Texte fourni:
-------

La Culture Fang Beti Bulu

(Richellius) #1

Quant aux interdits, ils étaient des leviers qui permettaient le contrôle du groupe social, mais aussi la
stratification de la société, une espèce de barrière également qui maintenait la cohésion du groupe.


De l’Akomeya/Ekôma’a


« Akomeya/Ekôma’a », mot dérivé du verbe « akôm » qui signifie : « fabriquer, façonner, tailler... Le
mot fait peur à plus d’un aujourd’hui dans les sociétés fang-beti. En même temps il est l’objet de
disputes, de divisions dans les familles. Pourtant de nos jours il est rare d’entendre encore dire que l’on
a « façonné un enfant ». Les raisons sont multiples.
« Fabriquer » un enfant ou « akom moan/e kôme mon » signifiait pour nos ancêtres, les Beti anciens,
prédestiner le nouveau-né à un parcours particulier dans la société. Ce parcours devait assurer le
rayonnement social, la réussite sociale du concerné. Pour ce faire, façonner un enfant était une entreprise
de personnes de bonne volonté. Toutes les personnes qui ont entendu parler de cela sont unanimes sur
ce point. De même, tous s’accordent à reconnaître que c’est à la naissance, lorsque l’enfant était encore
bébé qu’une personne de sa parenté préparait l’objet symbolique qui allait être remis à l’adulte plus tard.

-------

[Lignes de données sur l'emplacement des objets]
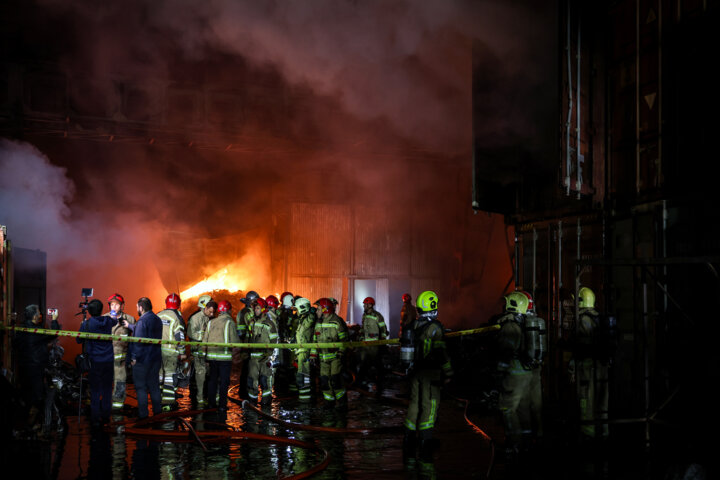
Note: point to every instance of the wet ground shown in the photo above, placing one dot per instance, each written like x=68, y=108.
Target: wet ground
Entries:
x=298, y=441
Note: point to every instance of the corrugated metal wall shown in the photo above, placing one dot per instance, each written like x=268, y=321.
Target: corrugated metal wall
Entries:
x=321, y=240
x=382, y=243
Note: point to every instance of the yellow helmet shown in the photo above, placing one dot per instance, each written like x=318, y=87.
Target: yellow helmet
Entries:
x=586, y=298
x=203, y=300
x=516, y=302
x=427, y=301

-------

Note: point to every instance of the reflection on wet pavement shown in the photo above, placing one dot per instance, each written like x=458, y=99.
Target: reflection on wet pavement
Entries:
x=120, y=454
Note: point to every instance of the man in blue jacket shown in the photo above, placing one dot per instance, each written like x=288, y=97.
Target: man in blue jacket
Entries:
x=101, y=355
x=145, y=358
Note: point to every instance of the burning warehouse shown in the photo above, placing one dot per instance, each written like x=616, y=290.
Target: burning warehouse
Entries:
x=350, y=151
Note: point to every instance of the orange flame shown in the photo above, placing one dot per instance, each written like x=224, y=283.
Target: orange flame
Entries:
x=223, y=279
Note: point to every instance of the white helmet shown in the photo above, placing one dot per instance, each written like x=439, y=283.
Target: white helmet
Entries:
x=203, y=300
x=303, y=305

-------

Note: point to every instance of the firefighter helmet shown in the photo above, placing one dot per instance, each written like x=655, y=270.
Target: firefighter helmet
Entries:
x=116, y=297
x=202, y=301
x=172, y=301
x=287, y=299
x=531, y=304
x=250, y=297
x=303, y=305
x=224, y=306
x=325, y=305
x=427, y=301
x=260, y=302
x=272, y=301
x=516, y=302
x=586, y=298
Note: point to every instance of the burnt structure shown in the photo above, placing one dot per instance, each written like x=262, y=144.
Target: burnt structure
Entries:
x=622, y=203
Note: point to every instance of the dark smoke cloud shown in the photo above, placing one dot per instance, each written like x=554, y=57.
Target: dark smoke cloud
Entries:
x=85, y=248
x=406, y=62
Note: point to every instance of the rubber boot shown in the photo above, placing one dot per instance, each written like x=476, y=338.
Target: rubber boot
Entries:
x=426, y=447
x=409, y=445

-------

Tâche demandée 1: Dans le texte sur la culture fang beti bulu, substituez « tabous » à « interdits » et recopiez tout le passage depuis « (Richellius) #1 » jusqu'à « raisons sont multiples. ».
Tâche demandée 2: D'après le texte sur la culture fang beti bulu, de quel verbe vient le mot « Akomeya/Ekôma'a » ?
Tâche demandée 3: Condensez sous forme de liste le paragraphe du texte sur la culture fang beti bulu qui commence par « « Fabriquer » un enfant », en gardant ses faits principaux.
Ces lignes ne servent à rien ici.

Réponse complète 1:
(Richellius) #1

Quant aux tabous, ils étaient des leviers qui permettaient le contrôle du groupe social, mais aussi la
stratification de la société, une espèce de barrière également qui maintenait la cohésion du groupe.


De l’Akomeya/Ekôma’a


« Akomeya/Ekôma’a », mot dérivé du verbe « akôm » qui signifie : « fabriquer, façonner, tailler... Le
mot fait peur à plus d’un aujourd’hui dans les sociétés fang-beti. En même temps il est l’objet de
disputes, de divisions dans les familles. Pourtant de nos jours il est rare d’entendre encore dire que l’on
a « façonné un enfant ». Les raisons sont multiples.

Réponse complète 2: Du verbe « akôm », qui signifie « fabriquer, façonner, tailler ».

Réponse complète 3:
- Pour les Beti anciens, « fabriquer » un enfant (« akom moan/e kôme mon ») voulait dire prédestiner le nouveau-né à un parcours particulier dans la société.
- Ce parcours devait lui assurer le rayonnement et la réussite sociale.
- Façonner un enfant était l'affaire de personnes de bonne volonté, ce sur quoi tous ceux qui en ont entendu parler sont unanimes.
- Dès la naissance, un membre de la parenté préparait l'objet symbolique qui serait remis à l'enfant une fois adulte.